Extract »
=== Section Start ===

The world’s sharpest knives belong to newlyweds. It’s all downhill from there — the more you cook, the duller your most important tool becomes. It’s only through regular maintenance that cooks keep their blades sharp.
Knife sharpening, like shoe shines and TV repair, is something of a casualty in our throw-away culture, but learning to care for your tools is more than just prudent; sometimes, the methodical, rhythmic ring of steel on stone is therapeutic after a frazzled day at the office.
If you can no longer slice a bell pepper, or the last fish fillet you cut looked like Jack the Ripper’s practice dummy, it’s time to get your edge back. First, choose a method. We’ll show you how to do the rest:
It’s a good habit to use a sharpening steel every time you take out your knife. A steel is the fat round thing in your knife block that looks like a metal lightsaber. This method is like 2 minutes of cardio for your blade; it quickly aligns all of the metallic ions in the knife’s edge so that you can part your proteins with ease and precision. Simply hold the knife in your dominant hand, lay it nearly flat against the steel at about 22 degrees (think about it as half of 45 degrees), then draw it across the steel 10 times on each side. The steel won’t restore an edge to a dull knife, but it will help you keep an edge longer on a well-maintained knife.

=== Section End ===

(Collected data)
=== Section Start ===

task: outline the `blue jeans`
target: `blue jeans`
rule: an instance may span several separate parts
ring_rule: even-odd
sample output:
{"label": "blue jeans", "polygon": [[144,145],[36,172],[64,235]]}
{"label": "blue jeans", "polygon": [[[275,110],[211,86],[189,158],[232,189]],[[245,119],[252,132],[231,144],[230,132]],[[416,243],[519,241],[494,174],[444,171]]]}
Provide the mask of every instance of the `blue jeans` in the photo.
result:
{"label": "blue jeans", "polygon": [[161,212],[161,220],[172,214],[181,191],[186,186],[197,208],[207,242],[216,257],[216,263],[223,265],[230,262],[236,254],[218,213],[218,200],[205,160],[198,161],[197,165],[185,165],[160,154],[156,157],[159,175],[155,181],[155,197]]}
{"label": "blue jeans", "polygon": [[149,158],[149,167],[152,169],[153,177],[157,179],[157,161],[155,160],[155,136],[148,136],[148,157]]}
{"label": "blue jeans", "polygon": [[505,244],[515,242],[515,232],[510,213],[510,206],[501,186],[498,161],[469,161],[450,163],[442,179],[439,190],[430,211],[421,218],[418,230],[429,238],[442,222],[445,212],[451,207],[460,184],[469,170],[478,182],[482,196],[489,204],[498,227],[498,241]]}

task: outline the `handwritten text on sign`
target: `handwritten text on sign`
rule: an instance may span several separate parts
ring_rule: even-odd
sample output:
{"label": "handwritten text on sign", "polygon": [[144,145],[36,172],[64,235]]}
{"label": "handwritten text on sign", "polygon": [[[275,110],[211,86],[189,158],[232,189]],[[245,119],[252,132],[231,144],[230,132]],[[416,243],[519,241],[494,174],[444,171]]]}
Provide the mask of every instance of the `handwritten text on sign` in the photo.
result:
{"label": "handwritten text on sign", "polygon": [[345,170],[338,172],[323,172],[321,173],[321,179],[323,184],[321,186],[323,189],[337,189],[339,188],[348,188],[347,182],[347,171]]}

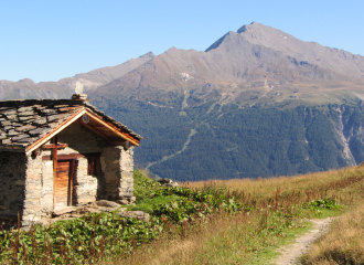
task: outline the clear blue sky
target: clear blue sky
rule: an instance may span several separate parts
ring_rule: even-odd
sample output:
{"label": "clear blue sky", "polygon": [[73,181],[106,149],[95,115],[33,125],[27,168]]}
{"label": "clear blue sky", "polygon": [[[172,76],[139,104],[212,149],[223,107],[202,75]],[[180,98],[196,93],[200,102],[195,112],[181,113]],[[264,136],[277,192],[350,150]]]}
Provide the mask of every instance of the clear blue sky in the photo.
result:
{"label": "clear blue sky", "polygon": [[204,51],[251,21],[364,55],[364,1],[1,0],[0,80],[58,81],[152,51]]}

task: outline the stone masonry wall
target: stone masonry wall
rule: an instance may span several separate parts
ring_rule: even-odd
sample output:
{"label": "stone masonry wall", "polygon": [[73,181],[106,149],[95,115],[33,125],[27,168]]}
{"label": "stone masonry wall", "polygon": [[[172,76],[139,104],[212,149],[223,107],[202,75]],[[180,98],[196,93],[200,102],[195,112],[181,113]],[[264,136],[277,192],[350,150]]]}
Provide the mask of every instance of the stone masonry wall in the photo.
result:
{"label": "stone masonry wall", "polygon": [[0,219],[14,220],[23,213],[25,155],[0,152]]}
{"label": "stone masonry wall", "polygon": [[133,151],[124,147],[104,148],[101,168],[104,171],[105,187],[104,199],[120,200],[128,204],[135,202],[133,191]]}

=== Section End ===

Assigned task »
Say whether each statement agrees with the knife sharpening text, answering yes or no and quoting the words that decide it: (a) A sharpening steel will bring back the edge on a dull knife. (b) The knife should be drawn across the steel 10 times on each side. (c) The knife should be held against the steel at about 45 degrees. Work only from the knife sharpening text.

Answer to this task »
(a) No: "The steel won’t restore an edge to a dull knife"
(b) Yes: "draw it across the steel 10 times on each side"
(c) No: "at about 22 degrees (think about it as half of 45 degrees)"